Records for the task:
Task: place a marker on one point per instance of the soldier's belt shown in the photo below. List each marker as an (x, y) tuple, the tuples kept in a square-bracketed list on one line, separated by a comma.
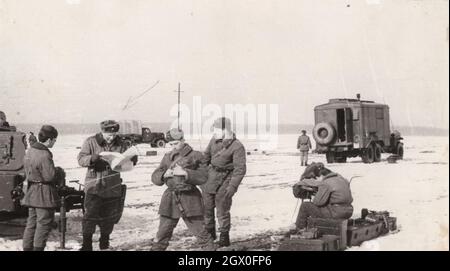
[(221, 169)]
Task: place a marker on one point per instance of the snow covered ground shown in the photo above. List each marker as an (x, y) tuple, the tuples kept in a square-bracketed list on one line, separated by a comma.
[(415, 190)]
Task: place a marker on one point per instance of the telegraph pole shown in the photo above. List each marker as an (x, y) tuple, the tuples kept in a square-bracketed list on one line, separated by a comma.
[(179, 101)]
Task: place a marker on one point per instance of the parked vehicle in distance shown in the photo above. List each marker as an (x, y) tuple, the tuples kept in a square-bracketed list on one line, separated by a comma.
[(354, 127)]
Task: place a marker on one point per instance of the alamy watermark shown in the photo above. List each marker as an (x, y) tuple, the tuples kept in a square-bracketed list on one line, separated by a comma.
[(255, 122)]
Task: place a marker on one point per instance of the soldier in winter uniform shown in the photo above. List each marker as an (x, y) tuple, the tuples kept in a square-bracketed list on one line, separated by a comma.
[(304, 145), (181, 170), (226, 158), (103, 189), (41, 196), (4, 125), (332, 200)]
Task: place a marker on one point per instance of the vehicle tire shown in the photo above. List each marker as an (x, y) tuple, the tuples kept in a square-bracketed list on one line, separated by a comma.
[(323, 133), (330, 157), (377, 153), (400, 150), (160, 143), (368, 155)]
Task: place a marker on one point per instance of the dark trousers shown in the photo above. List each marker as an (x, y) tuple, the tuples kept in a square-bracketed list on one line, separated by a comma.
[(308, 209), (195, 225), (222, 205), (100, 211), (39, 225)]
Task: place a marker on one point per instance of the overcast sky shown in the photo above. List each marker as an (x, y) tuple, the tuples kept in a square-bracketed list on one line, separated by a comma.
[(79, 61)]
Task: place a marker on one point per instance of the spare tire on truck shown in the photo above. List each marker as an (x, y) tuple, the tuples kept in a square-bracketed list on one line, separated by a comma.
[(323, 133)]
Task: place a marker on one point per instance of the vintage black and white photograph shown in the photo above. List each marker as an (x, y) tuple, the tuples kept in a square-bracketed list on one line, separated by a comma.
[(239, 125)]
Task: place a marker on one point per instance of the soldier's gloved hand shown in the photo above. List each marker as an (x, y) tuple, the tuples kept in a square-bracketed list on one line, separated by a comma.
[(179, 171), (95, 158), (168, 173), (134, 160), (230, 191), (100, 165)]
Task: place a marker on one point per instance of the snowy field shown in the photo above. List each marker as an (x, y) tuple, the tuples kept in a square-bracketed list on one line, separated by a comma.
[(414, 190)]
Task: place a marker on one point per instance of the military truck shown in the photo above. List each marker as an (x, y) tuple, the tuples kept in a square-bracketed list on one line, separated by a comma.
[(12, 151), (134, 133), (353, 127)]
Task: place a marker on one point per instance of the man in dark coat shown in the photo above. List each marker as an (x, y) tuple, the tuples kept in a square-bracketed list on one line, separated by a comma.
[(181, 170), (226, 158), (102, 186), (304, 145), (4, 125), (41, 196), (333, 198)]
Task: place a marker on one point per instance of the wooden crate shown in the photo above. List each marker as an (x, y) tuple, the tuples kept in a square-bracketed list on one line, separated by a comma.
[(359, 231), (328, 226), (324, 243)]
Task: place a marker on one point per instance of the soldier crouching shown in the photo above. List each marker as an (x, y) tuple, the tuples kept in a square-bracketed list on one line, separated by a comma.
[(181, 170), (333, 198), (103, 186)]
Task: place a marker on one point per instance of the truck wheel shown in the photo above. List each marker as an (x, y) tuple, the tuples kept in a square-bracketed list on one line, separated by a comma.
[(400, 151), (377, 153), (368, 155), (323, 133), (128, 143), (330, 157), (341, 159), (161, 143)]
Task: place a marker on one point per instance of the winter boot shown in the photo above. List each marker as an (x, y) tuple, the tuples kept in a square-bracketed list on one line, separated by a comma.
[(224, 239), (87, 243), (212, 232), (104, 242)]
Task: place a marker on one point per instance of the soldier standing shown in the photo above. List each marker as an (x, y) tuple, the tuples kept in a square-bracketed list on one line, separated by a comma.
[(41, 196), (181, 170), (304, 144), (103, 189), (4, 125), (225, 156)]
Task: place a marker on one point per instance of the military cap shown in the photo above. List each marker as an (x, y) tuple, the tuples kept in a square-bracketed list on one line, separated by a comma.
[(47, 132), (313, 170), (175, 134), (109, 126), (222, 123)]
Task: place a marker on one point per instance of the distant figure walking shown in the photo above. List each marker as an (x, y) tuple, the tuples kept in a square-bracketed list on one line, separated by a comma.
[(304, 144)]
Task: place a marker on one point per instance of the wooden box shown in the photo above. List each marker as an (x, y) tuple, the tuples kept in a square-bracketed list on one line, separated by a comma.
[(324, 243)]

Directions: Output only the lines from the line that contains "the wooden box" through the end of the entries, both included, exactly as they appear.

Answer space:
Task: place a marker on one point per instance of the wooden box shown in the photo above. List each marker as an (x, y) tuple, the tuples kept in a square-bracketed list on one line, separated by a comma.
[(324, 243)]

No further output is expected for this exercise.